begin SUPPLIED ENTRIES

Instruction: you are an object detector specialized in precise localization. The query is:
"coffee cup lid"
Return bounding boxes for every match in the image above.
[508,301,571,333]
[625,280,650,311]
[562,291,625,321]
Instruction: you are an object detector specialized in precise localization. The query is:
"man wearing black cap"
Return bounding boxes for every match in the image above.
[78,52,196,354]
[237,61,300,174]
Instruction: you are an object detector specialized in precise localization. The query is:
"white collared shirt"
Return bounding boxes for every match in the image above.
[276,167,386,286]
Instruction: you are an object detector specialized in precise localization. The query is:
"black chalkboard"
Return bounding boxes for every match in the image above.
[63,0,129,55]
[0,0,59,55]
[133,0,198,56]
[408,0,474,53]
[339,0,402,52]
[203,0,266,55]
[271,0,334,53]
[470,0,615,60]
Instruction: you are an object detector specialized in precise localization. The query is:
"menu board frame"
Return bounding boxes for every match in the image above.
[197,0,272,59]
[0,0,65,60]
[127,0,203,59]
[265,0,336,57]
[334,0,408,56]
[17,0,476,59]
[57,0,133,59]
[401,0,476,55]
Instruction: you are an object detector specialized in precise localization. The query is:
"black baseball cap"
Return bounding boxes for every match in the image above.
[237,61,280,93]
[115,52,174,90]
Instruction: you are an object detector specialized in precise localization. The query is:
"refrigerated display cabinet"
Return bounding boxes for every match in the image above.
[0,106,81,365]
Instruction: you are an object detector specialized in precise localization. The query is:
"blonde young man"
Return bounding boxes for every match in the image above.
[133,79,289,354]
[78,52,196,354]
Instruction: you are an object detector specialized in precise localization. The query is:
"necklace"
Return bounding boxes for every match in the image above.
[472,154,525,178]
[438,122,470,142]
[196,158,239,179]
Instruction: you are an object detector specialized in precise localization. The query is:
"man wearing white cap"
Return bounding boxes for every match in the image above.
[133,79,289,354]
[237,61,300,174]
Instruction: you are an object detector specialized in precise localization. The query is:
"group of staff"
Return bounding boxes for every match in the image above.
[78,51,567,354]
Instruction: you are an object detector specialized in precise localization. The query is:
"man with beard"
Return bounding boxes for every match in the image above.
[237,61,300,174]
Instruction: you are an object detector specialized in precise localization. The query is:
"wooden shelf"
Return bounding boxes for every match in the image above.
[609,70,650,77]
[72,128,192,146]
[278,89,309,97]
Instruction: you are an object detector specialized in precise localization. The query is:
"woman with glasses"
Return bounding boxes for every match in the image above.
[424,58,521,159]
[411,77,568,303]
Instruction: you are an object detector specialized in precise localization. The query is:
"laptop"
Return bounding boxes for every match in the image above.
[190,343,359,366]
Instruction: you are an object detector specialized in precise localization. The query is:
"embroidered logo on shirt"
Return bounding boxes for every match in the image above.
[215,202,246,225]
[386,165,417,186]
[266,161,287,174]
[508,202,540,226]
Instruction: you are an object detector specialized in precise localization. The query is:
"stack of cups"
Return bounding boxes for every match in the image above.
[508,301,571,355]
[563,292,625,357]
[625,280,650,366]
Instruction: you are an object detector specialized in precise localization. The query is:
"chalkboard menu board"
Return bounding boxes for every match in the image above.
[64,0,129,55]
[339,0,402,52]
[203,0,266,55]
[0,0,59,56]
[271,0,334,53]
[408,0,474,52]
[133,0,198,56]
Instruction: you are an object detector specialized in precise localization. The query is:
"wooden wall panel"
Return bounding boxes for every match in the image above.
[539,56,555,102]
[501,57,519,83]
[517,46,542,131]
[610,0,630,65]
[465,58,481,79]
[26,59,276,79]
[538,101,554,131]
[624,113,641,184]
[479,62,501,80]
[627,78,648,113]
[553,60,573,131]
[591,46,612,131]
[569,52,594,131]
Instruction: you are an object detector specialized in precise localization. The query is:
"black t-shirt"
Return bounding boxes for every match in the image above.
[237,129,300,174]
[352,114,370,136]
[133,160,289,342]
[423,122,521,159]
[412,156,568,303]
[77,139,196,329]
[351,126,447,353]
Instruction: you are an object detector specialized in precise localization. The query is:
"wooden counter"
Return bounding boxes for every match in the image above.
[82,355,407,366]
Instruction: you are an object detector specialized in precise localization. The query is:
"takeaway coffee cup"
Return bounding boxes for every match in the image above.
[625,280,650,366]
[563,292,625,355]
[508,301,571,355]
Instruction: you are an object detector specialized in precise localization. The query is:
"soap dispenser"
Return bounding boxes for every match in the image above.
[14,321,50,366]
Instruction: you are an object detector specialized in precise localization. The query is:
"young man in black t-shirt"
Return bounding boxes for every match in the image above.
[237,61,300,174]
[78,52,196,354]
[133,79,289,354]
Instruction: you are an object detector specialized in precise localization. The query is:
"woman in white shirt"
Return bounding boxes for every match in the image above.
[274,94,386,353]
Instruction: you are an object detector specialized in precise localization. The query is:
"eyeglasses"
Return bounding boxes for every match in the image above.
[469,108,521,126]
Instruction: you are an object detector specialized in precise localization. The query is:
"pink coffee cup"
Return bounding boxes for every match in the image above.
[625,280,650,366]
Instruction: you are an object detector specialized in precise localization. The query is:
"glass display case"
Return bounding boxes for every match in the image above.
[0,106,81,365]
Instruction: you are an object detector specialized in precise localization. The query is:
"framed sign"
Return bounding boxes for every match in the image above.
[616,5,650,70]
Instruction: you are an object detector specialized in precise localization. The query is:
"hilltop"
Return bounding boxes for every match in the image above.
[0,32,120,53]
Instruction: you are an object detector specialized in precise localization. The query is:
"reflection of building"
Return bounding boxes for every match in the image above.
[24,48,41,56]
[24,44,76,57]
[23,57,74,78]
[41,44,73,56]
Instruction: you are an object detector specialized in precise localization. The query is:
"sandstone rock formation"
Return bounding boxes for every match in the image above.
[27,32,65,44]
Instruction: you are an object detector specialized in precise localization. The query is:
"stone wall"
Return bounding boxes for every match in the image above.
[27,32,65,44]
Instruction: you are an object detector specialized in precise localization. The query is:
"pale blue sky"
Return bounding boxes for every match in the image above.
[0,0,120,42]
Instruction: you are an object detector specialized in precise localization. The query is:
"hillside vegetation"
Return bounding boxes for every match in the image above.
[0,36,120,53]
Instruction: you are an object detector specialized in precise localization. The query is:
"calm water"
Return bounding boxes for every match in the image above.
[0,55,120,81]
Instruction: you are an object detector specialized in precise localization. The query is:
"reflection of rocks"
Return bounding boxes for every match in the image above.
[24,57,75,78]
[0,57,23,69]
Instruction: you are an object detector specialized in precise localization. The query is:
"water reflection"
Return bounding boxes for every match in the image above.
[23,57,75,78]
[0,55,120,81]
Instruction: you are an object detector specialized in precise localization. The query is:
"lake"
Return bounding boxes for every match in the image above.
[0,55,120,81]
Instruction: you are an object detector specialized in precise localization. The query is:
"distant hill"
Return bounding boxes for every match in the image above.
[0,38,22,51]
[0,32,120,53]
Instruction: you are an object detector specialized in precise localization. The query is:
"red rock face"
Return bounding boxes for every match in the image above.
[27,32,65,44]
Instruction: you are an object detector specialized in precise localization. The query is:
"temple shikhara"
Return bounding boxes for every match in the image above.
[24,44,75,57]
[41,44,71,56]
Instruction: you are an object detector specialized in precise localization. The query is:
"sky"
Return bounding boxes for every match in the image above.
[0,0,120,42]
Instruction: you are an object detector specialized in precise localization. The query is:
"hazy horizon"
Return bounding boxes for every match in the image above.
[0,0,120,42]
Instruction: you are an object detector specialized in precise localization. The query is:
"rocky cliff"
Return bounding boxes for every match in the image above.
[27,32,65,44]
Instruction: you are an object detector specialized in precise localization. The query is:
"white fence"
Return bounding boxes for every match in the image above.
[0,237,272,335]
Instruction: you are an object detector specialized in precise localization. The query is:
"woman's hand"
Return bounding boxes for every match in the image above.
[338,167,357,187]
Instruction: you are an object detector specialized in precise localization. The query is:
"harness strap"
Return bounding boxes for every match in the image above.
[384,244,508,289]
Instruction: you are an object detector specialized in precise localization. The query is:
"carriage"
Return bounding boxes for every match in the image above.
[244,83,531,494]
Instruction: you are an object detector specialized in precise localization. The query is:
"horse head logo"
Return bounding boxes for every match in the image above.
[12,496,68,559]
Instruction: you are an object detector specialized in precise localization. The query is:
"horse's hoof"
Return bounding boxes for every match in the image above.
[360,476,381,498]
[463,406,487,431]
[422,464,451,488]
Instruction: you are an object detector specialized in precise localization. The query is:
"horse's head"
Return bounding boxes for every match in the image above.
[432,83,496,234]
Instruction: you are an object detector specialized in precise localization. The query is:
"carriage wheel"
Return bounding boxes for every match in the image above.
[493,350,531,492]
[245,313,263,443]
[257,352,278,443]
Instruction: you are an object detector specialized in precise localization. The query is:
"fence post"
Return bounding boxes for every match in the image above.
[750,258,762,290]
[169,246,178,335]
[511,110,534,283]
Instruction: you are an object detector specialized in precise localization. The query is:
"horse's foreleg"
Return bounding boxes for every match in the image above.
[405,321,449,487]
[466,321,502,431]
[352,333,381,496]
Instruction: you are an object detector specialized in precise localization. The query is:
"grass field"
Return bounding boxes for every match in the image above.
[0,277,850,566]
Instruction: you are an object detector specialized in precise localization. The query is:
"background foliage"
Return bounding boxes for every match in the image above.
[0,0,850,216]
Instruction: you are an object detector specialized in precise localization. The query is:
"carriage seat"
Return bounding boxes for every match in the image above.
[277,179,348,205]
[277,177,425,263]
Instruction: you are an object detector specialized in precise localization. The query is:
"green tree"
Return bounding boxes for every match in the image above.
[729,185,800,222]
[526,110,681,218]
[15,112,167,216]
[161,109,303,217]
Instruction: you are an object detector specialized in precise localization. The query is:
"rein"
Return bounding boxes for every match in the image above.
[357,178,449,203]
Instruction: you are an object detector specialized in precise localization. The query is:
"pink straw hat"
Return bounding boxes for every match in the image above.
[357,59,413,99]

end SUPPLIED ENTRIES

> **OBJECTIVE**
Return every line of the data above that contains the word "menu".

> **SOLUTION FOR THIS EXERCISE**
"menu board frame"
"chalkboard menu board"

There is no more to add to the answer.